A single number is required: how many lines in the data below contain "smiling".

(Point localization data)
*****
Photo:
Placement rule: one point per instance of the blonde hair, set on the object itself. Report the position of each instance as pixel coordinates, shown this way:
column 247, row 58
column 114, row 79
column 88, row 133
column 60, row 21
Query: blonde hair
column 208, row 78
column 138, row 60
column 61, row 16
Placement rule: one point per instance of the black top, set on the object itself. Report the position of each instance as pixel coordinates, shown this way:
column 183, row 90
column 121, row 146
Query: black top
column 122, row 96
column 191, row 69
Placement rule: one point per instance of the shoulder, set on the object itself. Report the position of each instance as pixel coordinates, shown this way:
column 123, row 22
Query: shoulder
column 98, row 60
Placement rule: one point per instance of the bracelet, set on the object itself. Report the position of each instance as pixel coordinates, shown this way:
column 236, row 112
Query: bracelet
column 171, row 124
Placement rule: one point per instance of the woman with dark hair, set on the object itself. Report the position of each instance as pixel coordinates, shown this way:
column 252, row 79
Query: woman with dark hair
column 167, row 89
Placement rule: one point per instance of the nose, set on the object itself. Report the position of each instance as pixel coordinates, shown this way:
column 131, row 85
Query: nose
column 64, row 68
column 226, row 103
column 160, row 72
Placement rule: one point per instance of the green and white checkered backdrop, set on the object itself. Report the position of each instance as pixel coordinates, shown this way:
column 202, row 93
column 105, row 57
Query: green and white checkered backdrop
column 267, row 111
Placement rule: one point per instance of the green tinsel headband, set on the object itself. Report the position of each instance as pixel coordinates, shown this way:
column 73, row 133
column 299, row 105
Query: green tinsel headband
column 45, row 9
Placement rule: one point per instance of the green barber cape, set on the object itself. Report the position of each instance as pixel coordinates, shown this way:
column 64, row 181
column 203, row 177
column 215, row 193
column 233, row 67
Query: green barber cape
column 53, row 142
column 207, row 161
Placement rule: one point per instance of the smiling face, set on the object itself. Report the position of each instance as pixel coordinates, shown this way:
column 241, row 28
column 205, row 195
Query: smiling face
*****
### RESPONSE AREA
2